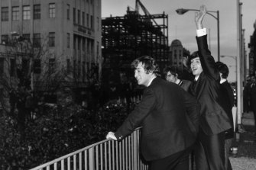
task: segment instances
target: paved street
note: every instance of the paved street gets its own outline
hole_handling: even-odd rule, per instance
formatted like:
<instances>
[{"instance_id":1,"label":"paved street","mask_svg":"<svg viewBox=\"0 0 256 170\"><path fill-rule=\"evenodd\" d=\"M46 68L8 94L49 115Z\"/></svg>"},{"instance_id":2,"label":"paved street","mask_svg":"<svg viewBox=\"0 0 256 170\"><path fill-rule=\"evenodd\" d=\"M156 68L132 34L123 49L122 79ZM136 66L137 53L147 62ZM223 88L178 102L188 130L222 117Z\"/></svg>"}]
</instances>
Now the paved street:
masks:
<instances>
[{"instance_id":1,"label":"paved street","mask_svg":"<svg viewBox=\"0 0 256 170\"><path fill-rule=\"evenodd\" d=\"M254 135L252 113L243 114L243 130L239 140L234 139L232 147L238 148L238 153L230 152L230 161L233 170L256 170L256 136Z\"/></svg>"}]
</instances>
==*==
YOUR GOAL:
Change "hole_handling" to "hole_rule" in the lines above, leaving everything else unchanged, and give the lines again without the pictures.

RESULT BELOW:
task: segment instances
target: paved street
note: every instance of the paved street gets its own outline
hole_rule: even-odd rule, per instance
formatted like:
<instances>
[{"instance_id":1,"label":"paved street","mask_svg":"<svg viewBox=\"0 0 256 170\"><path fill-rule=\"evenodd\" d=\"M46 68L8 94L49 115Z\"/></svg>"},{"instance_id":2,"label":"paved street","mask_svg":"<svg viewBox=\"0 0 256 170\"><path fill-rule=\"evenodd\" d=\"M156 68L132 34L123 49L122 79ZM136 66L137 53L147 62ZM223 88L178 102L188 130L222 117Z\"/></svg>"}]
</instances>
Now the paved street:
masks:
<instances>
[{"instance_id":1,"label":"paved street","mask_svg":"<svg viewBox=\"0 0 256 170\"><path fill-rule=\"evenodd\" d=\"M254 135L252 113L243 114L243 130L239 140L234 139L232 147L238 148L238 153L230 152L230 161L233 170L256 170L256 136Z\"/></svg>"}]
</instances>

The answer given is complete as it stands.